◆ Work instruction ◆
The following data has a line with "task | identify every instance of the rusty" and a line with "target | rusty metal roof". Write out exactly those lines and all the lines between them.

◆ Provided data ◆
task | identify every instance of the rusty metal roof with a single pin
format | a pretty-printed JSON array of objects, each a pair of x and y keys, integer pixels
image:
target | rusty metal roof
...
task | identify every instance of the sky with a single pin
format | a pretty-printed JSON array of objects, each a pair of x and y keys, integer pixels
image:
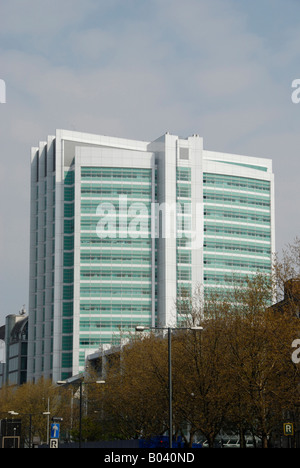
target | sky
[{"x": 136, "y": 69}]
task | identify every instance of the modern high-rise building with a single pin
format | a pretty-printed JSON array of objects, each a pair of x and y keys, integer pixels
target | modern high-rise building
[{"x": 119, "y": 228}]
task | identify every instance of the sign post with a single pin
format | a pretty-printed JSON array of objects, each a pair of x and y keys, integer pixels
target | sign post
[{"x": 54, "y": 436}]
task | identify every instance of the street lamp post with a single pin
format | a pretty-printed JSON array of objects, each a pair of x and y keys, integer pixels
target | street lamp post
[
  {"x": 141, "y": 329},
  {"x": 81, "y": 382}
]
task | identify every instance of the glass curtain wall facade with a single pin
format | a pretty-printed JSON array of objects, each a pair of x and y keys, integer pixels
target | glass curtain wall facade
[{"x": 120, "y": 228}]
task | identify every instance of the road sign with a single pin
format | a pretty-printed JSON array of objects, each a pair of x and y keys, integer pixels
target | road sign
* * *
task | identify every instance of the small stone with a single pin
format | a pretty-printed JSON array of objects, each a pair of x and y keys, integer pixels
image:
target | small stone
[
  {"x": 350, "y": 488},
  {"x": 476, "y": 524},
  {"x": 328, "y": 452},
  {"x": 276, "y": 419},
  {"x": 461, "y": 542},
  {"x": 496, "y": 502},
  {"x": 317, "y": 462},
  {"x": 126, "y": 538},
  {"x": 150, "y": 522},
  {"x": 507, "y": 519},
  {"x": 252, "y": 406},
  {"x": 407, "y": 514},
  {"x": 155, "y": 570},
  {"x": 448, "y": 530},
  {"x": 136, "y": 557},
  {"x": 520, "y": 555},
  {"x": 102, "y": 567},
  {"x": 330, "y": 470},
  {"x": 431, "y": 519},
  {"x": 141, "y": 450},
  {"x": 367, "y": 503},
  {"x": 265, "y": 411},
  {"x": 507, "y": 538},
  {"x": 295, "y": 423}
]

◆ Solution for this task ◆
task | identify every instance of the rusty metal roof with a single pin
format | a pretty-printed JSON array of objects, each a pair of x and y keys, integer pixels
image:
target | rusty metal roof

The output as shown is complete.